▸ **Entries shown**
↓
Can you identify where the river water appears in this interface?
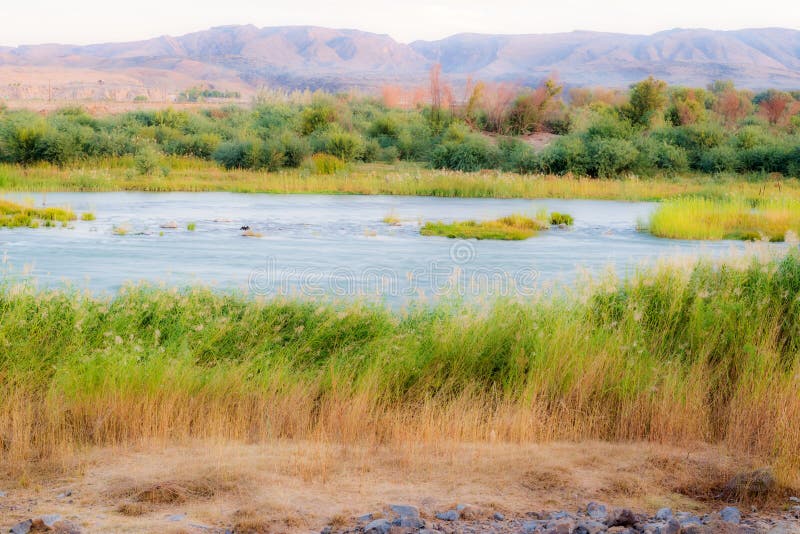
[0,192,764,298]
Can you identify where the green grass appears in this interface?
[642,196,800,241]
[420,214,546,241]
[0,200,75,228]
[0,157,800,204]
[550,211,575,226]
[0,255,800,490]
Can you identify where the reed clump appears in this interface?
[643,197,800,241]
[420,214,546,241]
[0,254,800,485]
[0,199,75,228]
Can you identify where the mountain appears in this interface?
[0,26,800,100]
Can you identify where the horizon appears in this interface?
[0,0,800,47]
[0,23,800,48]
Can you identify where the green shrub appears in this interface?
[311,153,346,174]
[586,138,639,178]
[539,135,587,174]
[212,141,250,170]
[430,134,500,172]
[697,146,740,173]
[550,211,575,226]
[133,145,161,174]
[325,131,364,161]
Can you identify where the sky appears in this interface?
[0,0,800,46]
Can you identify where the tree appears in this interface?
[508,79,563,134]
[753,89,794,124]
[622,76,667,126]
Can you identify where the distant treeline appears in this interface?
[0,78,800,177]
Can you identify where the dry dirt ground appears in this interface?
[0,441,796,533]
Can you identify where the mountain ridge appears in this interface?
[0,24,800,100]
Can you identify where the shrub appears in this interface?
[133,145,161,174]
[586,138,639,178]
[311,154,345,174]
[539,136,587,174]
[430,134,499,172]
[212,141,250,170]
[281,132,311,167]
[325,131,364,161]
[550,211,575,226]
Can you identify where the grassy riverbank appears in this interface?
[0,157,800,201]
[647,197,800,241]
[0,255,800,485]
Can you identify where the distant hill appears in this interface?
[0,26,800,100]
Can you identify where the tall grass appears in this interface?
[420,214,547,241]
[648,197,800,241]
[0,255,800,490]
[0,199,75,228]
[0,161,800,200]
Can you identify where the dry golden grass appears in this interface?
[0,441,784,533]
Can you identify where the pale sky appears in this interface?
[0,0,800,46]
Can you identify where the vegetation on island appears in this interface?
[0,199,75,228]
[420,214,547,241]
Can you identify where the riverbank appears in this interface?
[0,161,800,201]
[0,255,800,487]
[0,440,797,534]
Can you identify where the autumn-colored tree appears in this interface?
[714,88,753,125]
[753,89,794,124]
[621,76,667,126]
[569,87,625,108]
[508,79,563,134]
[667,87,710,126]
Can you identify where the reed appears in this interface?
[642,197,800,241]
[0,254,800,487]
[420,214,546,241]
[0,161,800,200]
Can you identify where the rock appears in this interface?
[9,519,33,534]
[544,519,575,534]
[392,516,425,530]
[605,508,637,527]
[364,519,392,534]
[436,510,458,521]
[656,508,672,521]
[675,512,703,527]
[573,519,606,534]
[31,514,61,530]
[586,502,608,521]
[661,519,681,534]
[456,504,485,521]
[522,520,547,534]
[389,504,419,517]
[48,521,81,534]
[642,518,681,534]
[722,469,775,500]
[719,506,742,525]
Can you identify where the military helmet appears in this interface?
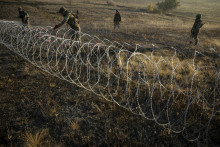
[58,7,67,13]
[196,14,202,19]
[18,7,22,11]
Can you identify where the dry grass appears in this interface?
[106,0,116,6]
[0,0,219,146]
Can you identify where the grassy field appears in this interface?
[0,0,220,146]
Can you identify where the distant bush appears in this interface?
[107,0,116,6]
[147,3,154,12]
[157,0,180,13]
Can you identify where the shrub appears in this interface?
[147,3,154,12]
[107,0,115,6]
[157,0,180,13]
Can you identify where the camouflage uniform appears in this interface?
[114,10,121,29]
[54,7,81,45]
[18,7,30,28]
[190,14,204,45]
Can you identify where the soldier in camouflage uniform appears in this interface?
[114,10,121,29]
[53,7,81,46]
[18,7,30,28]
[190,14,205,45]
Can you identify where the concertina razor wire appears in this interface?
[0,20,220,141]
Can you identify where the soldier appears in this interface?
[114,10,121,29]
[190,14,205,45]
[53,7,81,46]
[18,7,30,28]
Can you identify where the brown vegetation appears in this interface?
[0,0,220,146]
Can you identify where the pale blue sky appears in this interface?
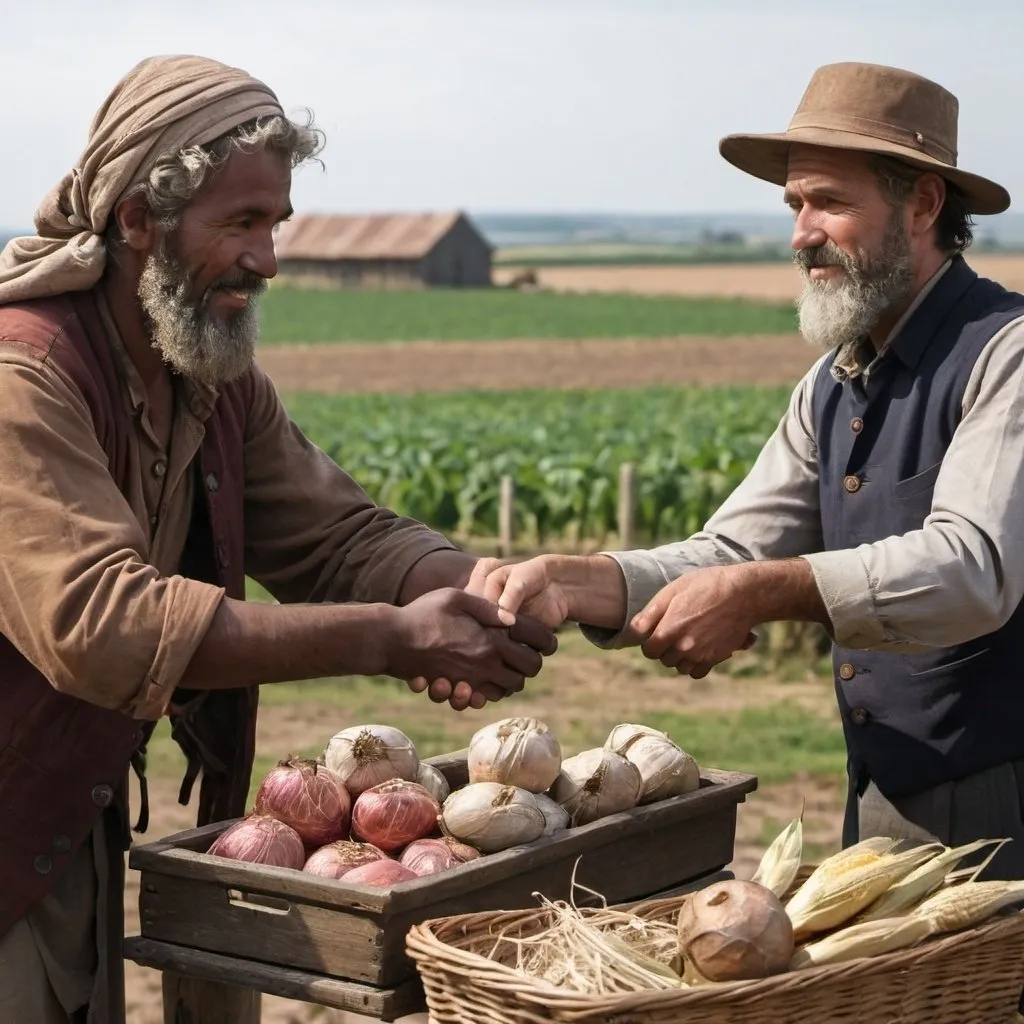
[0,0,1024,227]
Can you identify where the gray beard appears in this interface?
[794,214,914,351]
[138,247,266,387]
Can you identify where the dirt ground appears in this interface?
[259,334,820,394]
[494,252,1024,302]
[125,642,842,1024]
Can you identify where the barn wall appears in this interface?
[424,217,490,288]
[278,259,425,288]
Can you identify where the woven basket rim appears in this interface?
[406,896,1024,1013]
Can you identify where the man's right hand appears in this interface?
[386,588,557,693]
[466,555,570,630]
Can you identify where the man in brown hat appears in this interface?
[466,63,1024,878]
[0,56,554,1024]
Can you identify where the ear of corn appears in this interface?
[859,840,1006,922]
[790,918,931,971]
[751,809,804,899]
[910,880,1024,935]
[785,840,941,942]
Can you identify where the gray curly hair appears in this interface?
[113,114,324,230]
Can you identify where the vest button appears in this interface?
[92,782,114,807]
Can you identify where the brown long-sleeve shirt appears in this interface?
[0,288,452,719]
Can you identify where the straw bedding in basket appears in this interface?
[407,896,1024,1024]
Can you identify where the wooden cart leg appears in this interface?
[162,971,260,1024]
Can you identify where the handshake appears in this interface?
[391,555,755,711]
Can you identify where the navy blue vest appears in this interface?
[813,256,1024,798]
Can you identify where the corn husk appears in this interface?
[785,840,941,943]
[910,880,1024,935]
[751,808,804,899]
[858,839,1007,922]
[790,876,1024,971]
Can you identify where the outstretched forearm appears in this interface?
[179,597,396,690]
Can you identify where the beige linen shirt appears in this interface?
[583,262,1024,653]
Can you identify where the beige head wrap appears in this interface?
[0,55,283,303]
↑
▸ **What the task requires**
Render all of the records above as a two-column CSV with the columns input and output, giving one row per record: its text under input and its answer under output. Put each value in a single quoted field, replace line breaks with spaces, and leave the pictures out.

▸ **Completed exercise**
input,output
"Can you identify where the river water appears in this interface?","[0,192,764,298]"
"Can you identify where the green grass appears in this interface?","[642,196,800,241] [420,214,546,241] [0,200,75,228] [0,157,800,204] [550,211,575,226] [0,255,800,490]"
"Can you identify where the reed clump appears in this interface?","[643,197,800,241] [420,214,546,241] [0,254,800,485] [0,199,75,228]"
"Can you identify where the mountain appears in this interface?","[0,26,800,100]"
"Can you identify where the horizon appears in this interface?","[0,0,800,47] [0,23,800,48]"
"Can you identify where the green shrub appears in this interface?","[311,153,346,174] [586,138,639,178] [539,135,587,174] [212,141,250,170] [430,134,500,172] [697,146,740,173] [550,211,575,226] [133,145,161,174] [325,131,364,161]"
"Can you identify where the sky appears in this interface?","[0,0,800,46]"
"Can you identify where the tree appears in this interface?","[508,79,563,134] [753,89,794,124] [622,76,667,126]"
"Can you identify where the distant treeline appears in this interface?","[0,78,800,177]"
"Can you identify where the dry dirt ground appears in this interface?","[0,441,796,533]"
"Can you identify where the mountain ridge appears in this interface?","[0,24,800,100]"
"Can you identify where the shrub appears in this interface?","[133,145,161,174] [586,138,639,178] [311,154,345,174] [539,136,587,174] [430,134,499,172] [212,141,250,170] [281,132,311,167] [325,131,364,161] [550,211,575,226]"
"Can you identify where the grassy riverbank appears in this interface?","[0,157,800,201] [647,197,800,241] [0,255,800,485]"
"Can you identify where the distant hill appears in this interface?","[0,26,800,100]"
"Can you identify where the tall grass appears in this interface?","[420,214,547,241] [648,197,800,241] [0,255,800,490] [0,199,75,228] [0,161,800,200]"
"Can you identify where the dry golden grass appears in this interface?","[0,441,784,533]"
"Can you identify where the pale sky appears in this interface?","[0,0,800,46]"
"Can you identify where the vegetation on island appears in this interface?","[0,199,75,228] [420,214,547,241]"
"Can you identify where the riverbank appears in this interface?","[0,161,800,201] [0,255,800,487] [0,440,797,534]"
"Can you identify where the autumn-colored tree appears in this interface?","[714,88,753,125] [753,89,794,124] [621,76,667,126] [569,87,625,108] [508,79,563,134] [667,87,710,126]"
"Can you identify where the reed appears in this interface?","[642,197,800,241] [0,254,800,487] [420,214,546,241] [0,161,800,200]"
"Can you identify where the rock appears in this interface?","[9,519,33,534] [544,519,575,534] [392,516,425,530] [605,508,637,527] [364,519,392,534] [436,510,458,521] [656,508,672,521] [675,512,703,527] [573,519,606,534] [31,514,61,530] [586,502,608,521] [661,519,681,534] [456,504,485,521] [522,520,547,534] [389,504,419,517] [48,521,81,534] [642,518,681,534] [722,469,775,500] [719,506,742,525]"
"Can you identify where the military helmet appears in this interface?","[58,7,67,13] [196,14,202,19] [18,7,22,11]"
"Can you identify where the dry grass appears in this interface?","[106,0,116,6] [0,0,219,146]"
"Can you identify where the grassy field appears in this interface?","[0,0,220,146]"
"Can you identify where the distant bush appears in this interface?","[107,0,116,6] [147,3,154,12] [157,0,180,13]"
"Can you identify where the shrub appears in this interface?","[147,3,154,12] [107,0,115,6] [157,0,180,13]"
"Can you identify where the camouflage uniform appears in this interface?","[114,10,121,29] [54,7,81,45] [18,7,30,28] [190,14,204,45]"
"Can you identify where the soldier in camouflage uniform appears in this interface?","[114,10,121,29] [53,7,81,46] [18,7,30,28] [190,14,205,45]"
"Can you identify where the concertina razor wire appears in this interface?","[0,20,220,141]"
"Can you identify where the soldier appears in this interface?","[114,10,121,29] [190,14,205,45] [53,7,81,46] [18,7,30,28]"
"Can you identify where the brown vegetation appears in this interface?","[0,0,220,146]"
"Can you identify where the pale blue sky appears in this interface?","[0,0,1024,227]"
"Can you identify where the gray beard appears in this interface?","[794,214,914,351] [138,247,266,387]"
"Can you identify where the dirt ground appears in this interface?","[259,334,820,394] [494,252,1024,302] [125,642,842,1024]"
"Can you identify where the barn wall appears in this interface?","[424,217,490,288] [278,259,425,288]"
"Can you identify where the woven basket rim appears in this interface?","[406,896,1024,1013]"
"Can you identify where the man's right hand appears in this interface?","[386,588,557,693] [466,555,570,630]"
"Can you identify where the man in brown hat appears in this interface?","[466,63,1024,878] [0,56,554,1024]"
"Can you identify where the ear of corn appears in this interface?","[859,840,1006,922] [790,918,931,971] [751,809,804,899] [910,880,1024,935] [785,840,941,942]"
"Can you identify where the gray curly hair appears in this interface?","[113,114,324,230]"
"Can you identify where the vest button appears in this interface?","[92,782,114,807]"
"Can you identify where the brown long-sleeve shirt appears in this interface?","[0,288,452,719]"
"Can you identify where the straw bedding in basket appears in this interface?","[407,896,1024,1024]"
"Can you identify where the wooden cart leg appears in this interface?","[162,971,260,1024]"
"Can you identify where the handshake appears in this interface?","[391,555,755,711]"
"Can you identify where the navy blue vest appears in this interface?","[813,256,1024,798]"
"Can you identify where the corn husk appears in this interface?","[785,840,941,943] [910,880,1024,935] [751,808,804,899] [858,839,1007,922] [790,876,1024,971]"
"Can you identify where the outstretched forearm appears in this interface?","[179,597,396,690]"
"Can you identify where the beige linen shirt appears in this interface?","[583,262,1024,653]"
"Can you identify where the beige head wrap appears in this interface?","[0,55,283,303]"